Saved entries
----
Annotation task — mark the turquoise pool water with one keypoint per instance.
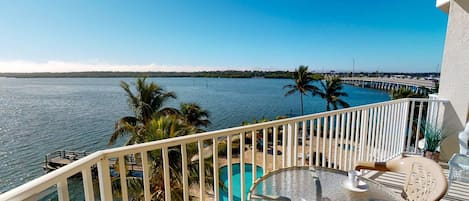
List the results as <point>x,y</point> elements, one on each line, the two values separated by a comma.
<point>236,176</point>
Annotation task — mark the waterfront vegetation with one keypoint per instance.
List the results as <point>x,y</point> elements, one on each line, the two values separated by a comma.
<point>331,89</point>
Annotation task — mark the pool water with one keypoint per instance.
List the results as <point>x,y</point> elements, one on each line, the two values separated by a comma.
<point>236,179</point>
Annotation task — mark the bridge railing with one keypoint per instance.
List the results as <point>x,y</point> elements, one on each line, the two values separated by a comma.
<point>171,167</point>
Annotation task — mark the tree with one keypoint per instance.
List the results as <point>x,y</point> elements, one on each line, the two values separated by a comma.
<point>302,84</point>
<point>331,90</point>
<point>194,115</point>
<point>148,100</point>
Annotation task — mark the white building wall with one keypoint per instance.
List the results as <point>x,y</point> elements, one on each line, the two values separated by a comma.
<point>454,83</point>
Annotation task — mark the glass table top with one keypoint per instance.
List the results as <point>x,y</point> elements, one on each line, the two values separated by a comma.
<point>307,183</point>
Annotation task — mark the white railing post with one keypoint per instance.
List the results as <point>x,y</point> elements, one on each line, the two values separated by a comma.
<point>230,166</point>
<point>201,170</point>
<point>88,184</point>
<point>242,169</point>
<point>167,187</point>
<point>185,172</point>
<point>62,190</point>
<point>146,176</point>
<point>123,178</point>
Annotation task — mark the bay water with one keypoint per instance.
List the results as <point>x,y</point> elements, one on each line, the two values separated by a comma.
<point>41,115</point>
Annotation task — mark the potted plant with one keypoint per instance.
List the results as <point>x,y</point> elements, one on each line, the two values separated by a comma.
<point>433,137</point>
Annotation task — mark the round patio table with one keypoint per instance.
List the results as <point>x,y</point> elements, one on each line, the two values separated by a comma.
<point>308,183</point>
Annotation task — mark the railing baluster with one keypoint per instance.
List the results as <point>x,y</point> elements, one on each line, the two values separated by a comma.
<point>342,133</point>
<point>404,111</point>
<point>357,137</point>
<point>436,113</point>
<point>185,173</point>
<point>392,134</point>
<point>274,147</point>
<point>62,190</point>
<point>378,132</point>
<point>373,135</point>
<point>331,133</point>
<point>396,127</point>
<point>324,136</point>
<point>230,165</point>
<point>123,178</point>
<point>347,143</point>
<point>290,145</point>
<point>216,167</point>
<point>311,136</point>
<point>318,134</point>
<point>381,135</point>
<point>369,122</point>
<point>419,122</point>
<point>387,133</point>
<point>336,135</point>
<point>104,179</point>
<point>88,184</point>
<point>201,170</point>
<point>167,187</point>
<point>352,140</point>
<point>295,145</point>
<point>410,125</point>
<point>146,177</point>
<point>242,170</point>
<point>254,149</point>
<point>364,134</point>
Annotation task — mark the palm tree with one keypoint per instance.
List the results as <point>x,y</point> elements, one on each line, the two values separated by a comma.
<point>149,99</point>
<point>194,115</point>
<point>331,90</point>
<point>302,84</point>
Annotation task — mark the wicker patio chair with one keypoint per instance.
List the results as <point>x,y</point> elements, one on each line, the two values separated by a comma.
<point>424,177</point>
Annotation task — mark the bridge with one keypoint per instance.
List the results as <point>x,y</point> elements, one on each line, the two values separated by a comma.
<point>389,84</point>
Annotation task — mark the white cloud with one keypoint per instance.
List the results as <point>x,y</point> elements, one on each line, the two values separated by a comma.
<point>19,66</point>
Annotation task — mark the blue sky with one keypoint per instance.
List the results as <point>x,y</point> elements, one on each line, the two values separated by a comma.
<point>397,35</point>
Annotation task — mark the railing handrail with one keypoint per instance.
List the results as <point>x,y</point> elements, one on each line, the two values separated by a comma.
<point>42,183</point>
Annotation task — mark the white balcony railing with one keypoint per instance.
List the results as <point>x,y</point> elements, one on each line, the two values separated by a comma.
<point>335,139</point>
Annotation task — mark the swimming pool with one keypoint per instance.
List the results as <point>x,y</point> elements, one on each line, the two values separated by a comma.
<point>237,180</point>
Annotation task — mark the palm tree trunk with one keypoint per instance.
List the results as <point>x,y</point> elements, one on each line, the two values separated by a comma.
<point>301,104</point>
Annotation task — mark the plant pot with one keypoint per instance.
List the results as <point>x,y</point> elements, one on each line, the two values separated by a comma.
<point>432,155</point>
----
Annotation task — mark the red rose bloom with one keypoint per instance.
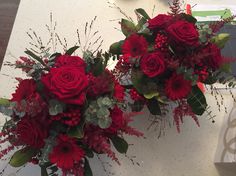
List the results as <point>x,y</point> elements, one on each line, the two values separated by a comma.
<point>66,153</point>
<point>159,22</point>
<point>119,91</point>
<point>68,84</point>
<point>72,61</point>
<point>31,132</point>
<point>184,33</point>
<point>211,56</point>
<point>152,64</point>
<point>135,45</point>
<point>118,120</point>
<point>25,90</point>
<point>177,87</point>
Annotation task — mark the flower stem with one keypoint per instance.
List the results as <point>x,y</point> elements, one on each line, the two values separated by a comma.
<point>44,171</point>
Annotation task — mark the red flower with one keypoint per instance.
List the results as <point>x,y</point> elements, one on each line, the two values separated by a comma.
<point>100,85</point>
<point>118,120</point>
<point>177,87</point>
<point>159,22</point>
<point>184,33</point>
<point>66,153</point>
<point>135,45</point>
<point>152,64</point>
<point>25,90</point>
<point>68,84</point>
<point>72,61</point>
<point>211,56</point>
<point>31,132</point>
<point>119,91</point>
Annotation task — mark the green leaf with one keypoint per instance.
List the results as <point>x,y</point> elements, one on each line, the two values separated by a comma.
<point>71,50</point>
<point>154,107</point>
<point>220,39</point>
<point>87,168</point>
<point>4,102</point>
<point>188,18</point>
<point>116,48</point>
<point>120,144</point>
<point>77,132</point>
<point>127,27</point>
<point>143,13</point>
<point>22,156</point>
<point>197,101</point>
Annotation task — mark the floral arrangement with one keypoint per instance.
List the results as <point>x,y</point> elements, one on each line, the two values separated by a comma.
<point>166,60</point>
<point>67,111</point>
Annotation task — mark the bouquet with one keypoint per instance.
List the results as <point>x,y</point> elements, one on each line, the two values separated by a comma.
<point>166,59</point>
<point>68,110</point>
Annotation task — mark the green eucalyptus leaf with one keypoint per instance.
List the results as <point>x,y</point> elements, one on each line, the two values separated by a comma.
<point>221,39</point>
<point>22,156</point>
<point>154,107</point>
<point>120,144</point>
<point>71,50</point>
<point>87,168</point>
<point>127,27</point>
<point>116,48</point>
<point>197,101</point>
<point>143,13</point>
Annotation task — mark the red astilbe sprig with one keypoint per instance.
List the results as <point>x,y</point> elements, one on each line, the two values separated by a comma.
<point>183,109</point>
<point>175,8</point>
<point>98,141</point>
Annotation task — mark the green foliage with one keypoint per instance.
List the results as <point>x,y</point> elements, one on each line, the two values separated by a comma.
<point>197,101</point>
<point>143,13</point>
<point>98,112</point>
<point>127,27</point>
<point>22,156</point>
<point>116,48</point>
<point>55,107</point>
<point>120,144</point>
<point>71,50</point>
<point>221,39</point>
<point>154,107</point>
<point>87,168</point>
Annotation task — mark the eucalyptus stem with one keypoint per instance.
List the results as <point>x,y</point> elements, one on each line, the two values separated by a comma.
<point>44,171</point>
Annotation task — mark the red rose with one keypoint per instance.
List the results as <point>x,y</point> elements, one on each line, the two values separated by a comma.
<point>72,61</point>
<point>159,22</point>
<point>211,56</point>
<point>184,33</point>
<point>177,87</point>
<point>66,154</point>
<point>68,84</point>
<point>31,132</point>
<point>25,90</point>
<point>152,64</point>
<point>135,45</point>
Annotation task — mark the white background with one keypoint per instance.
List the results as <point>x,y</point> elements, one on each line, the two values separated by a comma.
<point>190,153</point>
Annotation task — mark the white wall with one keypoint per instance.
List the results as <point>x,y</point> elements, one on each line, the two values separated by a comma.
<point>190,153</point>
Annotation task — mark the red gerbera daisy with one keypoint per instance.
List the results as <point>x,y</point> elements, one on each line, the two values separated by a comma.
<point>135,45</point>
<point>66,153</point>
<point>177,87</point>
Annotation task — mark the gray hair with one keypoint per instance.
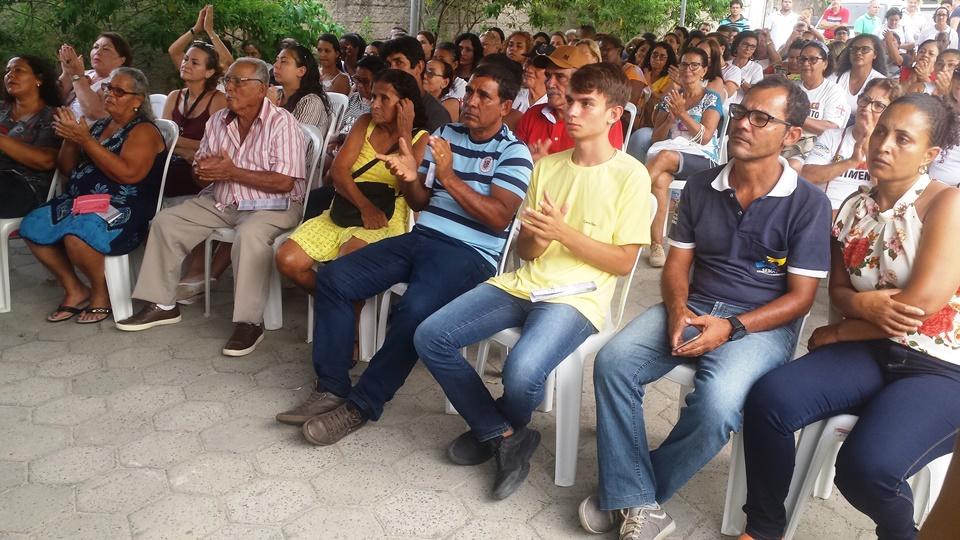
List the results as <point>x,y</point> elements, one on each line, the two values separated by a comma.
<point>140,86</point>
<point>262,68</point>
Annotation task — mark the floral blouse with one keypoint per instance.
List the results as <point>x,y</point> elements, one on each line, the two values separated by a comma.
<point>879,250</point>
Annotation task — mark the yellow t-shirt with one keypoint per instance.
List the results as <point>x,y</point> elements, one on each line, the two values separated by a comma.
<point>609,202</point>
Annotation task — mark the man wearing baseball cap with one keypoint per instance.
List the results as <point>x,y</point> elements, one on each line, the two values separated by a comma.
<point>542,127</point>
----
• Given task:
Reproduce word for word the lines in the data above, from the line containing "Annotation task — mark the swimming" through the line containing "<point>432,155</point>", including both of those lines.

• Solution for this exercise:
Annotation task — mark the swimming pool with one keypoint per instance.
List the results as <point>x,y</point> elements, one on each line, the two values separated by a comma.
<point>237,180</point>
Annotation task — mark the palm tree trunk with one keypoint per instance.
List the results as <point>x,y</point> elements, one on each line, the two values separated by a comma.
<point>301,104</point>
Annotation task — mark the plant pot with one keypoint per instance.
List the results as <point>x,y</point> elements, one on each line, the two values separated by a comma.
<point>432,155</point>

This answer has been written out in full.